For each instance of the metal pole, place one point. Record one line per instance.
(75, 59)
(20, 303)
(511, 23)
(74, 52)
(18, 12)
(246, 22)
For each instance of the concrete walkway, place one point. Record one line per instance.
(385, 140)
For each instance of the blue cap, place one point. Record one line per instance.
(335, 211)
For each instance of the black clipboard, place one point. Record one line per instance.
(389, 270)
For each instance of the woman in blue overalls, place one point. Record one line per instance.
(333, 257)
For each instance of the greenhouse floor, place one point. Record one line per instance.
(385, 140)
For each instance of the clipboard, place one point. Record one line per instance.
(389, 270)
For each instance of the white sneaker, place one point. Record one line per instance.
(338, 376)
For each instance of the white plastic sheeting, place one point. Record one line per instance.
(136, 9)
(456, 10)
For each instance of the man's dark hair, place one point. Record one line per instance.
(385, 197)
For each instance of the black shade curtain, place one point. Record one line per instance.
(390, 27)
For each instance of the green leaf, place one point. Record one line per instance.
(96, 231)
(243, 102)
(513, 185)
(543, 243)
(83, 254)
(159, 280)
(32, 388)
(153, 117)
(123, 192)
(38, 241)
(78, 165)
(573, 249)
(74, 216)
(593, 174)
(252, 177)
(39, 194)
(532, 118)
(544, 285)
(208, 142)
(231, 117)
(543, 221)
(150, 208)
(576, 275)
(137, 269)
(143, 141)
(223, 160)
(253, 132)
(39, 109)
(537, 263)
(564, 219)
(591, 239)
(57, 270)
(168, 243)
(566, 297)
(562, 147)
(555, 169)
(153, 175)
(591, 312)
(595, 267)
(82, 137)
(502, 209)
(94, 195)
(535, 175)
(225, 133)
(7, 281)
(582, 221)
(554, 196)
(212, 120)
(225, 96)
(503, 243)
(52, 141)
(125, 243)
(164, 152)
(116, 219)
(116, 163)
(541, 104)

--------------------------------------------------

* **About this task**: Answer by repeating every line of the listing exactly.

* **Result for this exercise**:
For each instance of the metal pole, place one point. Record one line per instance.
(75, 59)
(20, 303)
(511, 23)
(74, 52)
(18, 12)
(246, 22)
For each instance of the concrete walkway, place one point. Record one line per instance.
(385, 140)
For each instance of the blue cap, place one point. Record one line per instance.
(335, 211)
For each instance of the black clipboard, place one point. Record one line per instance.
(389, 270)
For each instance of the woman in blue overalls, place one point. Record one line per instance.
(333, 257)
For each instance of the greenhouse floor, place one point. Record one line per instance.
(385, 140)
For each instance of the clipboard, place one point. Record one line per instance.
(389, 270)
For each instance of the white sneaker, place one point. Record one line per instance.
(338, 376)
For each instance of the white plastic sheeting, place one point. Record one line per instance.
(136, 9)
(456, 10)
For each instance of the man's dark hair, place one point. Record one line per instance.
(385, 197)
For each instance of the black shade curtain, place one point. Record one line per instance.
(390, 27)
For each instance of the green leaf, place one point. Record one line per instance.
(96, 231)
(243, 102)
(513, 185)
(543, 243)
(83, 254)
(159, 280)
(32, 388)
(153, 117)
(123, 192)
(38, 241)
(78, 165)
(573, 249)
(74, 216)
(593, 174)
(252, 177)
(39, 194)
(532, 118)
(544, 285)
(208, 142)
(231, 117)
(543, 221)
(150, 208)
(576, 275)
(137, 269)
(143, 141)
(223, 160)
(253, 132)
(39, 109)
(537, 263)
(564, 219)
(591, 239)
(57, 270)
(168, 243)
(566, 297)
(562, 147)
(555, 169)
(153, 175)
(591, 312)
(595, 267)
(82, 137)
(502, 209)
(94, 195)
(535, 175)
(225, 133)
(7, 281)
(582, 221)
(554, 196)
(212, 120)
(225, 96)
(503, 243)
(52, 141)
(125, 243)
(164, 152)
(116, 219)
(116, 163)
(541, 104)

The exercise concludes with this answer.